■ Consigna ■
En el texto sobre la visita a Auschwitz, ¿a lo largo de cuántos kilómetros había obras en la autovía?

Subimos la escalera en silencio. Al entrar en la sala una chica salía con los ojos visiblemente húmedos. Estaba emocionada. Y no era para menos. Allí, detrás de una enorme vitrina, se amontonaban miles de viejos zapatos. Cada par de ellos significaba una persona que perdió la vida en el campo de concentración de Auschwitz. Y fueron más de un millón. Bajamos nuevamente dejando pasar a un grupo de personas con semblante serio. Mi mirada se cruzó durante un segundo con la de un señor de mediana edad. Ambos la apartamos rápidamente. Es un lugar incómodo. Me avergonzaba tanto pertenecer a la especie humana que me era imposible mirar a nadie a la cara.

La de hoy prometía ser una jornada relajada. Unos trescientos cincuenta kilómetros íntegramente por autovía para llegar temprano a Auschwitz y poder visitar el campo de concentración. Lo cierto es que una autovía polaca no es nada cómoda, ya sufrí este mismo recorrido hace un par de años. Pero lo de hoy fue hasta peor. Ya no habían roderas enormes en el carril de la derecha. Ya no habían semáforos ni pasos de peatones en medio de la autovía. Ya no había repentinas limitaciones a 60km/h que nadie respetara. Lo que había era una caravana enorme. Obras durante ciento cincuenta kilómetros, todos a 70 por hora y sin poder adelantar. Soporífero. Y mortal para nuestro planning del día.

Llegamos a Auschwitz dos horas antes de que cerraran. Hace un par de años ya escribí mis impresiones al visitarlo. Esta vez creía estar curado de espanto. Pero no. Me siguen conmocionando ver las fotos de los que allí sufrieron y murieron y mirarles a los ojos. Me sigue estremeciendo imaginar sus últimos días, sus últimos pensamientos cuando ya sabían a ciencia cierta que morirían. Por mucho que escriba no podría describir lo que allí se respira. Belén y yo nos acercamos a un ventanal del fondo de uno de los pabellones. La ventana estaba abierta. Fuera llovía con ganas. A pocos metros la doble valla electrificada separaba la vida de la muerte. En ese momento me pareció sentir que me invadían mil almas de esos pobres desgraciados, que miraban con anhelo lo poco que podía verse detrás de esas vallas: unas ganas tremendas de vivir.

LRP. Etapa 8. Varsovia. Sorprendentemente bella.

Era imposible ver las indicaciones del GPS. De hecho, prácticamente no veía ni la carretera. Algunos árboles de considerable tamaño habían sido arrancados de cuajo, y exponían sus raíces casi de manera obscena. Notaba cómo algunas gotas se escurrían entre el traje y mi piel. El frío comenzó a apoderarse de mi, mientras mis guantes chorreaban. Estaba diluviando, las gotas casi hacían daño. No nos quedaba más alternativa que parar en aquella gasolinera a resguardarnos.

Datos de etiquetado por coordenadas:
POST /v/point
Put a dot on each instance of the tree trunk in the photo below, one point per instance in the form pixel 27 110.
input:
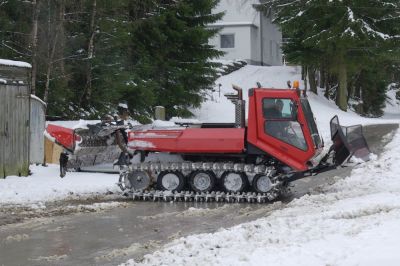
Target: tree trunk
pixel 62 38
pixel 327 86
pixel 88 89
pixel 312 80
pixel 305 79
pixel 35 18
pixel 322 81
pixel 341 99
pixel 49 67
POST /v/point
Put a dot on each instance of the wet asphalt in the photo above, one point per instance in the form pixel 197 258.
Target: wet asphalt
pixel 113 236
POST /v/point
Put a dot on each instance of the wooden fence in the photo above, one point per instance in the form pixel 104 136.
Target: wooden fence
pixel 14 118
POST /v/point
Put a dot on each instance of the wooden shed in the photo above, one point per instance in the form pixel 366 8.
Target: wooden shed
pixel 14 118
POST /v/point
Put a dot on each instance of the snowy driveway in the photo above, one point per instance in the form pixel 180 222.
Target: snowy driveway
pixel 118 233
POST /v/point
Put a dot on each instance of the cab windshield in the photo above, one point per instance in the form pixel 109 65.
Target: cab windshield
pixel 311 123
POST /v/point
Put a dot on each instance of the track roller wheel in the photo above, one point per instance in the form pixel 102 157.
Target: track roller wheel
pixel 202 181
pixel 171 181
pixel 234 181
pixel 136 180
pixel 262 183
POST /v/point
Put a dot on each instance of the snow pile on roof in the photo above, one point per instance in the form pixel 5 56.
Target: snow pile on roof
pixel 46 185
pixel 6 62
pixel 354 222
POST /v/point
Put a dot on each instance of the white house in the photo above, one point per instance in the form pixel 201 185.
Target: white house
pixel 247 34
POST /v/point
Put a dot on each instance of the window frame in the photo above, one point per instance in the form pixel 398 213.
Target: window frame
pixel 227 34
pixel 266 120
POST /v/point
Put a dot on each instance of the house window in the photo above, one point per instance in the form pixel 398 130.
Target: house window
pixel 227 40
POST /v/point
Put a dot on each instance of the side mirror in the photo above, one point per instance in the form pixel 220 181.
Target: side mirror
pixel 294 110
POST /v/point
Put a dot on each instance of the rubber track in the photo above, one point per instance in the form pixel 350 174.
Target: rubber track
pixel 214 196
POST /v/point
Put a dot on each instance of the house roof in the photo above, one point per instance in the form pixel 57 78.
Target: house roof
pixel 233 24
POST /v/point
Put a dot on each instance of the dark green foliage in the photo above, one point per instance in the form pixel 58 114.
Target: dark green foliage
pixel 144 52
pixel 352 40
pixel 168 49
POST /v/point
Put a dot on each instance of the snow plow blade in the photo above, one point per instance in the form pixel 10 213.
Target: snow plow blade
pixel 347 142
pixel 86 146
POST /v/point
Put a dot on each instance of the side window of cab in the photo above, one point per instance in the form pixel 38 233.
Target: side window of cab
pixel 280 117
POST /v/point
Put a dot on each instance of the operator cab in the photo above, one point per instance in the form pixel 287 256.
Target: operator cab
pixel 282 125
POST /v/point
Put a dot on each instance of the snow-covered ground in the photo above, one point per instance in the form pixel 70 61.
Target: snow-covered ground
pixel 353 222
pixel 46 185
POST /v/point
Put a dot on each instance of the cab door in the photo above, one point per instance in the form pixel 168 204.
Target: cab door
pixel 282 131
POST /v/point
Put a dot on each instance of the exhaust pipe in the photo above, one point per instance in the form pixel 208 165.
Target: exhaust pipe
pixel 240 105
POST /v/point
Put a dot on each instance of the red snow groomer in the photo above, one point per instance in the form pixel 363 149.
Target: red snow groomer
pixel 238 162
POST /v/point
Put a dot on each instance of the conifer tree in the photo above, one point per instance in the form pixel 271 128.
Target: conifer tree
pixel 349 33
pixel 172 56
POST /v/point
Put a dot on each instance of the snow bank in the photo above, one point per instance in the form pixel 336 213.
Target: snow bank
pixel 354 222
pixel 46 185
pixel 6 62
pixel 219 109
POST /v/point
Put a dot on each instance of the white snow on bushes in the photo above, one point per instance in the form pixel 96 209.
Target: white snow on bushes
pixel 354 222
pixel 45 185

■ Tarea resuelta ■
Ciento cincuenta kilómetros.